Study material START
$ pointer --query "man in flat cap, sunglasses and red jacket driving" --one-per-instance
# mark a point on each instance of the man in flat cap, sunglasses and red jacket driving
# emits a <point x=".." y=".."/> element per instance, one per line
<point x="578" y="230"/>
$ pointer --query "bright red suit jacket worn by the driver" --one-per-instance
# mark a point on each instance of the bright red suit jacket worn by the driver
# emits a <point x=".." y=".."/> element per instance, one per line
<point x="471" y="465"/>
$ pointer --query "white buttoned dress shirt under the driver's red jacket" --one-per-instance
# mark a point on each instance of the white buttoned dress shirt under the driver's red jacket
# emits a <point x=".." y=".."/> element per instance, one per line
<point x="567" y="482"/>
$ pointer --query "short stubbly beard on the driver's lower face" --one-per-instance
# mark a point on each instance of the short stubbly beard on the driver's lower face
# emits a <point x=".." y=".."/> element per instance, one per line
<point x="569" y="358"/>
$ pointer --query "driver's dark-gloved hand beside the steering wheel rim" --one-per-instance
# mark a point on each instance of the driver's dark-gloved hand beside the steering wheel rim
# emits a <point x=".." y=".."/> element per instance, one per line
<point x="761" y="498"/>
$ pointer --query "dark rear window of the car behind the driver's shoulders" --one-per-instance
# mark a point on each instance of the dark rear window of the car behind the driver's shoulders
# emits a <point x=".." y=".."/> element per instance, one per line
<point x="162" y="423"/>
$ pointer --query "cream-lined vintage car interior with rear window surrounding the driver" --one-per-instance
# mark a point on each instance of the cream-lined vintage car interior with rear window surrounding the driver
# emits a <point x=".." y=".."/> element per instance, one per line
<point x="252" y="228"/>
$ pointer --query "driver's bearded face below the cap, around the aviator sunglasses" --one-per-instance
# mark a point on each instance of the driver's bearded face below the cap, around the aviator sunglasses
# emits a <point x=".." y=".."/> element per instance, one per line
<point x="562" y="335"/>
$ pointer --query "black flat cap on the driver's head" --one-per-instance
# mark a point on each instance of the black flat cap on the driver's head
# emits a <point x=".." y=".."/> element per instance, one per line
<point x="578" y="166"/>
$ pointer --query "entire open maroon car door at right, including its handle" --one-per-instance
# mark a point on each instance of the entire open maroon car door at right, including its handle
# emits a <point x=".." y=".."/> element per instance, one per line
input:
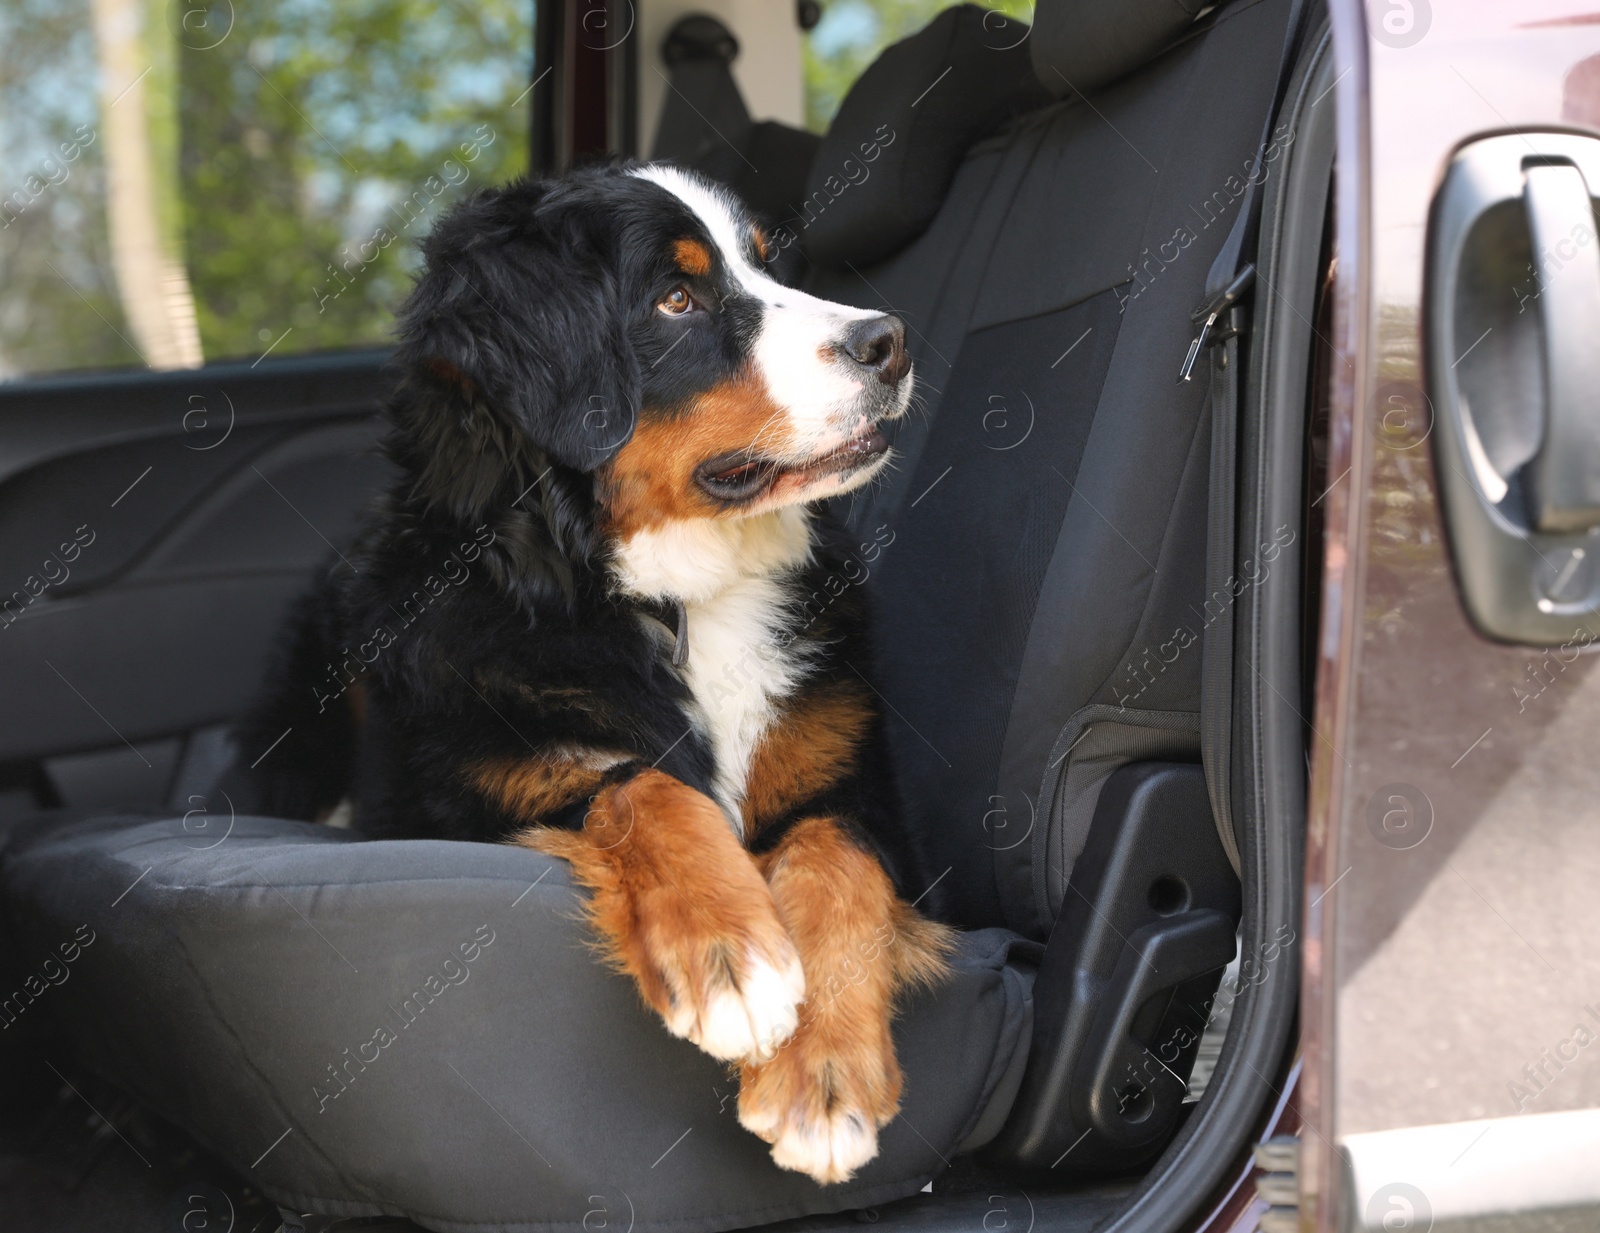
Study material END
Study material START
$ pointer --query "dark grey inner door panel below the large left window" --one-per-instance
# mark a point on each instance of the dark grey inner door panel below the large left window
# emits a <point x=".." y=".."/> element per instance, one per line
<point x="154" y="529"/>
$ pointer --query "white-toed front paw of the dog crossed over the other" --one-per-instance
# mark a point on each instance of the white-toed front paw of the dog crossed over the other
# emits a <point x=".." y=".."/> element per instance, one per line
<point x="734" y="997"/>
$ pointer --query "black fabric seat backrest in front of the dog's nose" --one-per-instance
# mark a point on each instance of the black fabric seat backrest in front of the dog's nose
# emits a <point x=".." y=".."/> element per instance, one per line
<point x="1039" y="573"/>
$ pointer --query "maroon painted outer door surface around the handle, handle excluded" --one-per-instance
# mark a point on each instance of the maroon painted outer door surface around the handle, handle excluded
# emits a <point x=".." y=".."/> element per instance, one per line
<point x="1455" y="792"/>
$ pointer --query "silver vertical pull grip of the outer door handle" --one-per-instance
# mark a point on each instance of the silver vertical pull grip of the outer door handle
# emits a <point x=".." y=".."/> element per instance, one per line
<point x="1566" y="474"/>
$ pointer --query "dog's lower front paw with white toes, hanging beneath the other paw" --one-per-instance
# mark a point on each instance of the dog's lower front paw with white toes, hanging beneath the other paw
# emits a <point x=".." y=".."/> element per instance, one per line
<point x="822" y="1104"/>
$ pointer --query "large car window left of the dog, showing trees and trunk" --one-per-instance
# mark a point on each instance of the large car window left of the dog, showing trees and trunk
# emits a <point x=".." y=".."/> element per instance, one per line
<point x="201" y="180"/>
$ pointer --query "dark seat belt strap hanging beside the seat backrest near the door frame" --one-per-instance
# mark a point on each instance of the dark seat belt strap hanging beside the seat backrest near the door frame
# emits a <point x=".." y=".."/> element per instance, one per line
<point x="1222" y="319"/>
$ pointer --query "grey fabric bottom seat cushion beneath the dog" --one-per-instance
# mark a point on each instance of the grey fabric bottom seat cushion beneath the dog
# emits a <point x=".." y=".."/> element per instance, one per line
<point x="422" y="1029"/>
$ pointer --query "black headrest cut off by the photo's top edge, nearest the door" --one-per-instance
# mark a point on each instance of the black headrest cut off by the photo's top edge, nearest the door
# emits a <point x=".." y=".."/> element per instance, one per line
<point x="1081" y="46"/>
Study material END
- **Task statement**: Write out every line from the data above that includes "other".

- **Response to the exercise**:
$ pointer --query "white-toed front paw of the dog crossed over the other" --one-per-instance
# mark a point on each instance of the white-toed front paw of the dog crossed over the other
$ pointer --query "dog's lower front paw with white toes, hanging beneath the other paw" --one-per-instance
# mark a point on each instance of the dog's lower front paw with white toes, hanging beneath the other paw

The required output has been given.